- Your task -
When a line in the records contains the string "below", copy that line.

- Point-per-instance localization data -
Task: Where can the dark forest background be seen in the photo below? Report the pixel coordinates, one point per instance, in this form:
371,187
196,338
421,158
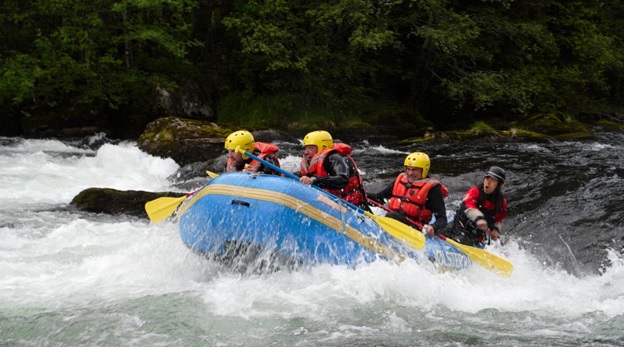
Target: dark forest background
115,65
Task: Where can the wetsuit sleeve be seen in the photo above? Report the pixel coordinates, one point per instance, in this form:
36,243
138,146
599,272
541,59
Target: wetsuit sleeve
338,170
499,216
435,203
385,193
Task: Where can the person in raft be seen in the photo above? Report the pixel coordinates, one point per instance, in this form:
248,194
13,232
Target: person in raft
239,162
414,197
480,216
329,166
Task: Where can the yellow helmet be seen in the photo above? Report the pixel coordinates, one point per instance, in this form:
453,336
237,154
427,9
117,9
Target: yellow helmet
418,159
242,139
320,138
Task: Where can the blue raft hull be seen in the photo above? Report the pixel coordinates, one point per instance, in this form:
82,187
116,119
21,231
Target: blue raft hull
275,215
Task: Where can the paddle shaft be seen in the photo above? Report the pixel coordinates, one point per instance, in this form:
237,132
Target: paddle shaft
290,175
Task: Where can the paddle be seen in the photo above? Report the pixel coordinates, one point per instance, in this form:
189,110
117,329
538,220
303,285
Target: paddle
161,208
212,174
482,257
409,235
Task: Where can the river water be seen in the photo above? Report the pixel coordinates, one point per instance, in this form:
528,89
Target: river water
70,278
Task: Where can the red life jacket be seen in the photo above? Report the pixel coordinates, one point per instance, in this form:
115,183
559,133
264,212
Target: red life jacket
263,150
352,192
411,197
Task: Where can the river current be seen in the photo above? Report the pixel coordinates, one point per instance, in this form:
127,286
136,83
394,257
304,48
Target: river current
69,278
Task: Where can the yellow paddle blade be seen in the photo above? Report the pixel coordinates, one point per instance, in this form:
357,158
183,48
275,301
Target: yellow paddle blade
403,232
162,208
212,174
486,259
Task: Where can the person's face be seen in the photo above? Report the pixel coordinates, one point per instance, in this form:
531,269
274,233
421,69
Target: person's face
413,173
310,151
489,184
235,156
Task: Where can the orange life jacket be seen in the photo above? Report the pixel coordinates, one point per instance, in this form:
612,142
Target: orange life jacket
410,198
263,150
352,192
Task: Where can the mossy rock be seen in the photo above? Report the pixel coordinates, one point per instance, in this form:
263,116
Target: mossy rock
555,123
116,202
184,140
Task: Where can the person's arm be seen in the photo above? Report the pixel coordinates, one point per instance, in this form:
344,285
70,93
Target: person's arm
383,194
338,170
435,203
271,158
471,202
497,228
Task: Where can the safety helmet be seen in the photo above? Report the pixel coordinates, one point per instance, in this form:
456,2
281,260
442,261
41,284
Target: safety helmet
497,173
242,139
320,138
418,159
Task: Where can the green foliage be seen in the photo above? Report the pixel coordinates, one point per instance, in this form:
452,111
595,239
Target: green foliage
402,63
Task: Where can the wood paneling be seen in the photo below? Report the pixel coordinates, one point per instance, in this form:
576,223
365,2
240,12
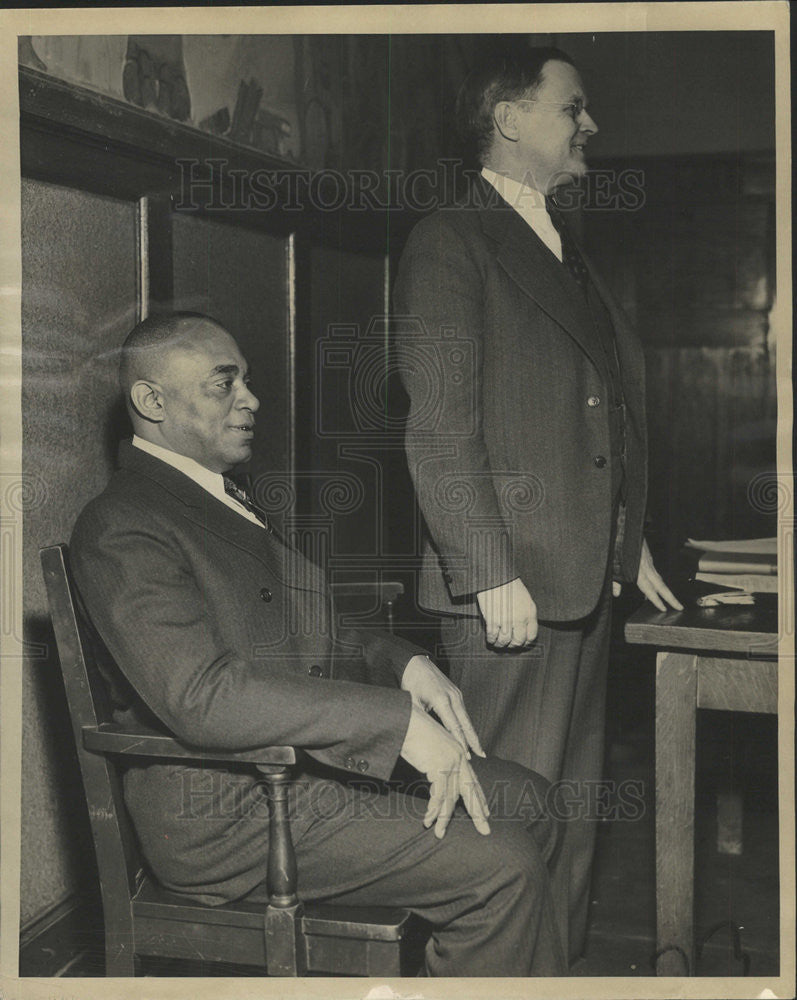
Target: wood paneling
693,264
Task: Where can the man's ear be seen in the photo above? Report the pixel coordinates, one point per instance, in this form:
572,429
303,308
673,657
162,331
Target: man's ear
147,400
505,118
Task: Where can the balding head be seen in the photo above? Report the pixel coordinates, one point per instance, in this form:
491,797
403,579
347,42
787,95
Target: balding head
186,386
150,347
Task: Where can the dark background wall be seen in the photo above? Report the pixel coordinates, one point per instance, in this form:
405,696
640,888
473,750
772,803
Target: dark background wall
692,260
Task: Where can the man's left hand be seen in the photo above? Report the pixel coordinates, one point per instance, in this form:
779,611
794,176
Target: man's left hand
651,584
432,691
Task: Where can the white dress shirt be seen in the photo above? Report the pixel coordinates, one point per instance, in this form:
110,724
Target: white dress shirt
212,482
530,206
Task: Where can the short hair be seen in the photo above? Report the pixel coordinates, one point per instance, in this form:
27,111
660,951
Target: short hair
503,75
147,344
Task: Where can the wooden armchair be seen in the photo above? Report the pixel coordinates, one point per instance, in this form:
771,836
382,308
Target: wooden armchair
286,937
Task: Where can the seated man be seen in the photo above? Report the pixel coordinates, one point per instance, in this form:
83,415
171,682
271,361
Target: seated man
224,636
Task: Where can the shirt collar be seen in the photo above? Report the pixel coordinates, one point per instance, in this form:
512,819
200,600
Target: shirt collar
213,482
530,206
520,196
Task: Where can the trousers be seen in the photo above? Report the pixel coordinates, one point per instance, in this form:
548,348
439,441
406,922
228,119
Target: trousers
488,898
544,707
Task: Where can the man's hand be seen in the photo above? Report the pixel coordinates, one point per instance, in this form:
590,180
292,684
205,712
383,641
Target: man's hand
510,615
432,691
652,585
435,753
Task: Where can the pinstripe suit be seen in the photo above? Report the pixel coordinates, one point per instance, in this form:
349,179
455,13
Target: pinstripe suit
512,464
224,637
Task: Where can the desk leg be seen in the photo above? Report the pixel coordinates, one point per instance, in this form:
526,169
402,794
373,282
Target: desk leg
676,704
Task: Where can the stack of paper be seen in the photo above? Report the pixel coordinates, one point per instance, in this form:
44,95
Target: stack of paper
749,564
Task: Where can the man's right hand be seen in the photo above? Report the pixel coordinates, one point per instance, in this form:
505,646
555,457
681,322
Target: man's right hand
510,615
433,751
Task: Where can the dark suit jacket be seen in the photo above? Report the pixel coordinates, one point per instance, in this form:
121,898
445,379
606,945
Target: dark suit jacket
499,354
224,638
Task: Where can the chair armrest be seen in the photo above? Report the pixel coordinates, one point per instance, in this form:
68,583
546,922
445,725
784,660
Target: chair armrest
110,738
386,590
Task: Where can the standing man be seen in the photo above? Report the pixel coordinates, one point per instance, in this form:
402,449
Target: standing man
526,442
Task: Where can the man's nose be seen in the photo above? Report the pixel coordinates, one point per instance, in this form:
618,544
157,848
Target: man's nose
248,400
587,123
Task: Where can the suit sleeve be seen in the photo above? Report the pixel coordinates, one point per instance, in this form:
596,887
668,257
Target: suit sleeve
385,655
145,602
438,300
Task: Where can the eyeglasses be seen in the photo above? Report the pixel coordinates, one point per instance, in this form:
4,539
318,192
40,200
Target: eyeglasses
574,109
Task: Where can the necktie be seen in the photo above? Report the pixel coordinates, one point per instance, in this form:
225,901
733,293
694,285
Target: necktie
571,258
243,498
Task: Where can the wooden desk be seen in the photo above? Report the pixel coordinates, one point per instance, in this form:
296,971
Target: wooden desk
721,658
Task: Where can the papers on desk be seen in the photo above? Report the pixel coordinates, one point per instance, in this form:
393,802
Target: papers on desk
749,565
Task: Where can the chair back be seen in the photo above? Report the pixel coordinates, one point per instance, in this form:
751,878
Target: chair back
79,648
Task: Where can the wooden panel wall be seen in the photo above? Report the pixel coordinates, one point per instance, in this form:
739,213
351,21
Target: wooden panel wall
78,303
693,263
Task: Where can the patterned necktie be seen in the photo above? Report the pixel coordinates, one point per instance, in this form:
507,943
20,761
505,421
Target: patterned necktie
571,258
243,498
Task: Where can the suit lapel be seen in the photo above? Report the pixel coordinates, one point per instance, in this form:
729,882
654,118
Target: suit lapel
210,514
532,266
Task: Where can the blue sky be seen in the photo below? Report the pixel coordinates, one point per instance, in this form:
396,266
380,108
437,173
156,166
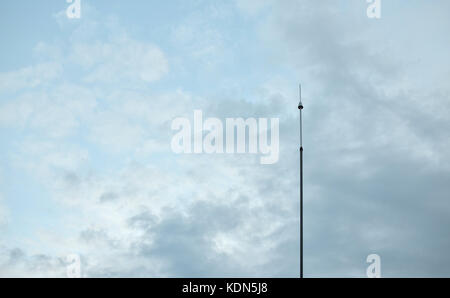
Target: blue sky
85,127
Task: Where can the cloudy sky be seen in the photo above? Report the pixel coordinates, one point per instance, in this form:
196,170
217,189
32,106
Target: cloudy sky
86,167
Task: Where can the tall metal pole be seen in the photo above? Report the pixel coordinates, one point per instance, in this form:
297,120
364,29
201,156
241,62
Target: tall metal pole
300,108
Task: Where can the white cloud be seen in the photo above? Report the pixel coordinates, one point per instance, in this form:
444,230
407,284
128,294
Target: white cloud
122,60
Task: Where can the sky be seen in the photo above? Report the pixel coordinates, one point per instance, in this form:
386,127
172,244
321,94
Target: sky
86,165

* * *

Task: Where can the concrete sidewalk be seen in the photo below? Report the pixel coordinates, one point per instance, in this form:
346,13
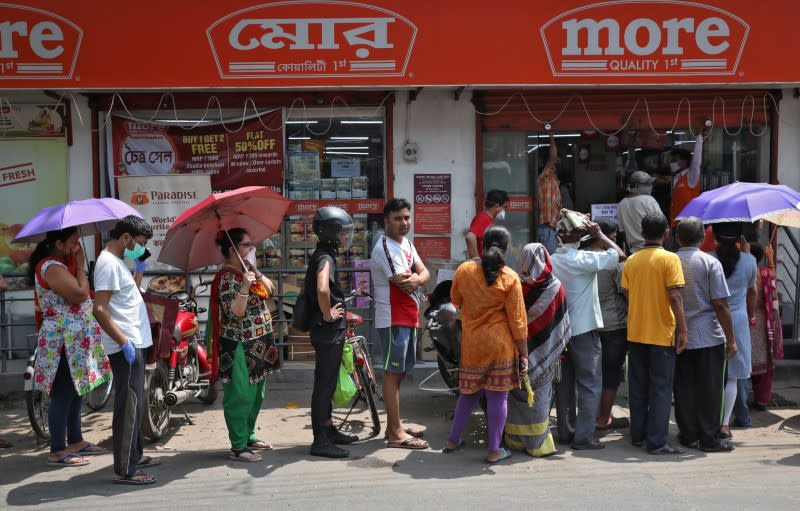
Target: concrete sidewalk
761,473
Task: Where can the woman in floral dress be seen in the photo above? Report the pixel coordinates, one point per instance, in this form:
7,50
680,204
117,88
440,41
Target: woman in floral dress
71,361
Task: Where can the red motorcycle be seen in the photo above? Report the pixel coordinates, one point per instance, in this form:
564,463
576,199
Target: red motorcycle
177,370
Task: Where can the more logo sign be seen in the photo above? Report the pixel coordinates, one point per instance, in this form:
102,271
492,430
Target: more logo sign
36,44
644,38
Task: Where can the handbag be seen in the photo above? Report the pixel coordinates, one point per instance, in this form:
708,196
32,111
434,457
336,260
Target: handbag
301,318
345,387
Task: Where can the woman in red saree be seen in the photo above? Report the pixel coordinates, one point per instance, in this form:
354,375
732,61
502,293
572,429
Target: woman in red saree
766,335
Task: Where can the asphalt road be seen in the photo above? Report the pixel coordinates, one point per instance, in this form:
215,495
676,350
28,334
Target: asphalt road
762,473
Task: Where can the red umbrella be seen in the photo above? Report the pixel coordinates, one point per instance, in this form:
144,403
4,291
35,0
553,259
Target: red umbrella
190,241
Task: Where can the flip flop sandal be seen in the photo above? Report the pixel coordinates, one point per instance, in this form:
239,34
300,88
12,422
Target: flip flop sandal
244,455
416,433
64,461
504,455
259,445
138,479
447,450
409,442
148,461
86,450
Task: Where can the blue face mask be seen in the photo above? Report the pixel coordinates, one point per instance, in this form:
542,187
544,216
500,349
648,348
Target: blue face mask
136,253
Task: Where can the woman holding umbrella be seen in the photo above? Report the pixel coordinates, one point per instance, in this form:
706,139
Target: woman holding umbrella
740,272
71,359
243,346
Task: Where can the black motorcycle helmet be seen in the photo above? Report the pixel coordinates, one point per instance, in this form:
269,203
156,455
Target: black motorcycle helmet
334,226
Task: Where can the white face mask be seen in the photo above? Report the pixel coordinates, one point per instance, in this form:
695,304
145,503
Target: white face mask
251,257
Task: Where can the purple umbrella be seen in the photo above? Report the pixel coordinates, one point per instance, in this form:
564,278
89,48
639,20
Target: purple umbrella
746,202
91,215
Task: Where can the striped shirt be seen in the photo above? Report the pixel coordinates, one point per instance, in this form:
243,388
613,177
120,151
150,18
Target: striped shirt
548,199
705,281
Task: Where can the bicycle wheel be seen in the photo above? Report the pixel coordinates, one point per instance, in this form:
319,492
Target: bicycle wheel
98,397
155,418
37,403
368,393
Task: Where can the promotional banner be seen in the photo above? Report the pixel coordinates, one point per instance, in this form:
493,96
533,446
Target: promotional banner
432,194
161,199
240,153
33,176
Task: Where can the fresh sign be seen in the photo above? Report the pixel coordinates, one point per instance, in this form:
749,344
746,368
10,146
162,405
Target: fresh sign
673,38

==

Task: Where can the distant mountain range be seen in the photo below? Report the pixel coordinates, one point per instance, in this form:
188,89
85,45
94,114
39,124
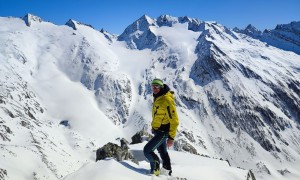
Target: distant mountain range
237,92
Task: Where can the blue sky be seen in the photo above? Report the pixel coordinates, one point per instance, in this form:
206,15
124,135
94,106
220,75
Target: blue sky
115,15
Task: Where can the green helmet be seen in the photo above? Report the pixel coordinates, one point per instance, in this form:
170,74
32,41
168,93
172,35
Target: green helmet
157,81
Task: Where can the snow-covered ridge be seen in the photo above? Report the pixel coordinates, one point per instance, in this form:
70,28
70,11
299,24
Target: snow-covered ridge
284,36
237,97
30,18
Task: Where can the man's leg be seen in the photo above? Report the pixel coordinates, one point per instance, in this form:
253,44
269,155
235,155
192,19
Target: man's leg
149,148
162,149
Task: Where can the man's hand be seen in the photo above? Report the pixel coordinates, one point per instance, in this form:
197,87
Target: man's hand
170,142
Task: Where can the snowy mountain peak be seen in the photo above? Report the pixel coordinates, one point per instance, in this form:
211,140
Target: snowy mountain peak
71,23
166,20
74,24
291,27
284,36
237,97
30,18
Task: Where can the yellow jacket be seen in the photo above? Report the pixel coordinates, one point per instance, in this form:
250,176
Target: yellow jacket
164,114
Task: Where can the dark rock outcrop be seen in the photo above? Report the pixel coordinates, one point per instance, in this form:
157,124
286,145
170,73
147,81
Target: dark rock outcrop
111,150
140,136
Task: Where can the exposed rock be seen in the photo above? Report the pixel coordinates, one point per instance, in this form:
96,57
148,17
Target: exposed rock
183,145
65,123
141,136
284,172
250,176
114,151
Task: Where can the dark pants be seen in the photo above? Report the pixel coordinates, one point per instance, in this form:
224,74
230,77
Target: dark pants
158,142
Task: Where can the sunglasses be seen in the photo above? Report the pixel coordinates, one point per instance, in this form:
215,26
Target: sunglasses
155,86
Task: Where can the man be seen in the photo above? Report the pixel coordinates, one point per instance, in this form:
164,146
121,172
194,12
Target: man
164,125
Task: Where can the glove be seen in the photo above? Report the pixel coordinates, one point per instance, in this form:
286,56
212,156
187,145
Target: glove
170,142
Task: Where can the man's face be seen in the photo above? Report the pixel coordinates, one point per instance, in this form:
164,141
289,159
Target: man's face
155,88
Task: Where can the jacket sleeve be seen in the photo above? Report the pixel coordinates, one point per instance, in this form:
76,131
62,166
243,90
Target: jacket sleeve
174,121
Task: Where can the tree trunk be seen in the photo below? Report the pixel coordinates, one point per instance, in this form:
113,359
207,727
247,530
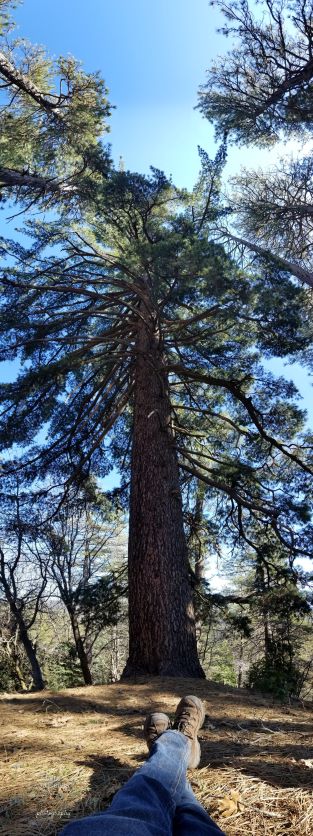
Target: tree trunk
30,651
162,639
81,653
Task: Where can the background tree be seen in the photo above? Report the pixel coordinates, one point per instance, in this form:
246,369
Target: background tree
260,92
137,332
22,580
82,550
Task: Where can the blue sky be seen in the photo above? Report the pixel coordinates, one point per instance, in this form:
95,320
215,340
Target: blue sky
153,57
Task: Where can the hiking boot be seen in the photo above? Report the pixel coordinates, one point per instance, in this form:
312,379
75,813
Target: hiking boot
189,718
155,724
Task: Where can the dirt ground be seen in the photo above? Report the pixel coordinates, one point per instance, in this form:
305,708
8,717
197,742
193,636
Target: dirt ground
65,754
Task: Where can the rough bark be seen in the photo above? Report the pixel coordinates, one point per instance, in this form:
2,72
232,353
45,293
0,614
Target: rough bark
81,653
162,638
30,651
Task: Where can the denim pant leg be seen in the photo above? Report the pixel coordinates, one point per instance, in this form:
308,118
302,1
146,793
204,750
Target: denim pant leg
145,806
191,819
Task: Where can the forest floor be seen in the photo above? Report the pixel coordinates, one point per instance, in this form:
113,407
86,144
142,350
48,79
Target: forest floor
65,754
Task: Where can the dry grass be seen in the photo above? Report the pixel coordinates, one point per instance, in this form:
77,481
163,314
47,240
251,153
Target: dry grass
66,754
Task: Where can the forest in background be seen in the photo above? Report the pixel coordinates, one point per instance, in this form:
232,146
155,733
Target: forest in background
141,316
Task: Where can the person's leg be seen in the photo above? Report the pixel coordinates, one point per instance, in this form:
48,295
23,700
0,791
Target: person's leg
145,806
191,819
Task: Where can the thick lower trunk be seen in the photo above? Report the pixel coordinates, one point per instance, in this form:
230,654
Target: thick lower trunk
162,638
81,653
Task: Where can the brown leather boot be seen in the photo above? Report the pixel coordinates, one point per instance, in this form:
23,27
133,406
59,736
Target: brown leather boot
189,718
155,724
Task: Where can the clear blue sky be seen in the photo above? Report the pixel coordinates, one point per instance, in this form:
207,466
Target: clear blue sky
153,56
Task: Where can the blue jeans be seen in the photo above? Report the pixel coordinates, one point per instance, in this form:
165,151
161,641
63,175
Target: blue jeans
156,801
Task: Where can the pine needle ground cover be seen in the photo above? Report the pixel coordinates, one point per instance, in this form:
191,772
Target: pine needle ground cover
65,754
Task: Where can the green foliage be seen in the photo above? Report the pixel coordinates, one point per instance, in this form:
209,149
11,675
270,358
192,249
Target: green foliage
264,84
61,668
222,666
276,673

- Finished task -
Task: Where can the dark forest background be seen in the photo below? Report the pixel coordinates, one point per instance, in this form:
Task: Where can the wood paneling be seen in the photo below? Report the pixel coordinates, one point per instance, in this form:
Task: Where can the blue sky be seen in the photo below? Report the pixel coordinates, one point per instance, in this form:
Task: Where can the concrete sidewalk be seen in the photo below? Report the pixel coordinates, one point per instance, in this form:
Task: Where can the distant mountain range be seen in the photo below? Report the pixel coordinates, one point per instance, in this form:
Task: Where can the tree trunk be seen in the photo below? Report the pixel coordinates, one point per instance, in this form:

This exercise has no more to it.